> PROVIDED RECORDS:
* start *
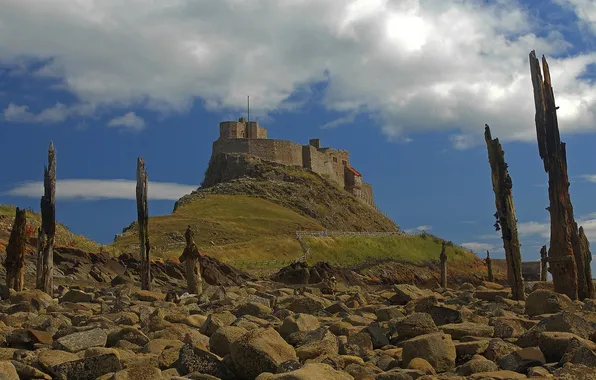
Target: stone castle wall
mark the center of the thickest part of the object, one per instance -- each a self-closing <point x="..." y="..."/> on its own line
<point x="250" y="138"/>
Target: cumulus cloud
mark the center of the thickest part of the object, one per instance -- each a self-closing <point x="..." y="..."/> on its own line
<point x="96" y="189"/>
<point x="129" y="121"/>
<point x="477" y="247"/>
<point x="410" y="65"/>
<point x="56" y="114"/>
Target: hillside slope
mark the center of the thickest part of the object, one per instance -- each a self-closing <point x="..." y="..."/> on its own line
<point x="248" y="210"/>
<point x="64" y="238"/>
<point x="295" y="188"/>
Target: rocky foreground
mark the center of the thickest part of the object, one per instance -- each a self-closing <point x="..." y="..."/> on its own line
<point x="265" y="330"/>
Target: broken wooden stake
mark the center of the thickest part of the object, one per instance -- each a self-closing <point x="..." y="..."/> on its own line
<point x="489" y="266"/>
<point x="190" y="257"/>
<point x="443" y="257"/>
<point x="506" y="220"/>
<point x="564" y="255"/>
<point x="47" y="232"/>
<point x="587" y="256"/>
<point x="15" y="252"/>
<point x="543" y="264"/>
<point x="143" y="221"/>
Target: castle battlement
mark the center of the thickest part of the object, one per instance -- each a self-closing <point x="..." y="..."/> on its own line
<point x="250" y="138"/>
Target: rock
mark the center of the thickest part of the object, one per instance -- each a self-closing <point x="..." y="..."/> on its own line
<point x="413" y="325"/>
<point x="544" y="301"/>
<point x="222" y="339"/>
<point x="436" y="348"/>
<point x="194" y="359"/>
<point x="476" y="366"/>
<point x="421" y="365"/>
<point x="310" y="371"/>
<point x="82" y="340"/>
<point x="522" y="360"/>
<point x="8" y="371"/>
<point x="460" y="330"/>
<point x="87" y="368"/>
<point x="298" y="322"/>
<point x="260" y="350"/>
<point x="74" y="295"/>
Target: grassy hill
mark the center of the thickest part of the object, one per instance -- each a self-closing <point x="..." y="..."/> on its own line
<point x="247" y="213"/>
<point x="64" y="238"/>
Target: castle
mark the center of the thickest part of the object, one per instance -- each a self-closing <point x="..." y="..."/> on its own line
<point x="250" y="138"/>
* end *
* start *
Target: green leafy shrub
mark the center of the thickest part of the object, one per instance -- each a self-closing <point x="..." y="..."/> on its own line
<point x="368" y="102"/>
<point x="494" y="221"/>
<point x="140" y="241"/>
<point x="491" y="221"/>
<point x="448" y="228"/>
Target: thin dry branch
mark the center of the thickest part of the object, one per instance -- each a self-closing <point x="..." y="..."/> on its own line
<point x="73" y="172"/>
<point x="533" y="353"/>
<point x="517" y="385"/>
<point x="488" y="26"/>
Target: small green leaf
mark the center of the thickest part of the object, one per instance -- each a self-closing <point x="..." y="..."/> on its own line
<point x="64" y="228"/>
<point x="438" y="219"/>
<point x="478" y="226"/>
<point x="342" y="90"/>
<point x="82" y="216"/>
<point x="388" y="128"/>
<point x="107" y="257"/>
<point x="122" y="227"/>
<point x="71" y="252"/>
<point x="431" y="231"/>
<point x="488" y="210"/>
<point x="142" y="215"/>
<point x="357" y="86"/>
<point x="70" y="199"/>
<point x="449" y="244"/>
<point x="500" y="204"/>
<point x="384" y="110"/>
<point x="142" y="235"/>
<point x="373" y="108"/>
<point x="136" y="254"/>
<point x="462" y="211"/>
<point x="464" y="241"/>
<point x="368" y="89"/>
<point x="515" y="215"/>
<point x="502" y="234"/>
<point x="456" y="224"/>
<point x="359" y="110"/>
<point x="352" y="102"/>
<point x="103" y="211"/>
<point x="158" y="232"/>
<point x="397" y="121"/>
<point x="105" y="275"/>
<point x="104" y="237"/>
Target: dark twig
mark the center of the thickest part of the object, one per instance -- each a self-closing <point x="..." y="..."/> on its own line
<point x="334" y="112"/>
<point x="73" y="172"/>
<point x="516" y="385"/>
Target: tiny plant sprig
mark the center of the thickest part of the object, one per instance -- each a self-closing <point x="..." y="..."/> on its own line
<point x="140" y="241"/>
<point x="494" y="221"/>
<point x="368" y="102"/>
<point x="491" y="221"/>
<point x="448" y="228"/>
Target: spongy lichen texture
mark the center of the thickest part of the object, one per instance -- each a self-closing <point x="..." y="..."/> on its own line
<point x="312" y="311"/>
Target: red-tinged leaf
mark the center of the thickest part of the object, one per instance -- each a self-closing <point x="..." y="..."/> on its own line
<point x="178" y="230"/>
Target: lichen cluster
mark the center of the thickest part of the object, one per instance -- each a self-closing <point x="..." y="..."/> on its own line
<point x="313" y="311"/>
* end *
> EXERCISE AIM: List every line of the records above that contains the word "lichen". Case counts.

> RESULT:
Target: spongy lichen texture
Target: lichen cluster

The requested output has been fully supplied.